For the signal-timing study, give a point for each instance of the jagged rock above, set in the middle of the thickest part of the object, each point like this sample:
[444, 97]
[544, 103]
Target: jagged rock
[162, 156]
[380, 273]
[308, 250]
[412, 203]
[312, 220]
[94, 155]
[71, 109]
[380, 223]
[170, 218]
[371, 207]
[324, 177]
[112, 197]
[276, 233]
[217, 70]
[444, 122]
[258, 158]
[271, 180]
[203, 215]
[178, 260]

» TASK DESCRIPTION:
The full listing above needs to be given again exactly.

» OUTPUT FOR THIS EXERCISE:
For the signal-timing study, give a point for each instance of the jagged rock above, set in the middle of the thickest part of the object, each point like this sample:
[444, 97]
[544, 103]
Target: jagged rock
[162, 156]
[380, 273]
[308, 250]
[412, 203]
[312, 220]
[94, 155]
[71, 109]
[380, 223]
[170, 218]
[371, 207]
[324, 177]
[112, 197]
[276, 233]
[217, 70]
[444, 122]
[258, 158]
[271, 180]
[203, 215]
[178, 260]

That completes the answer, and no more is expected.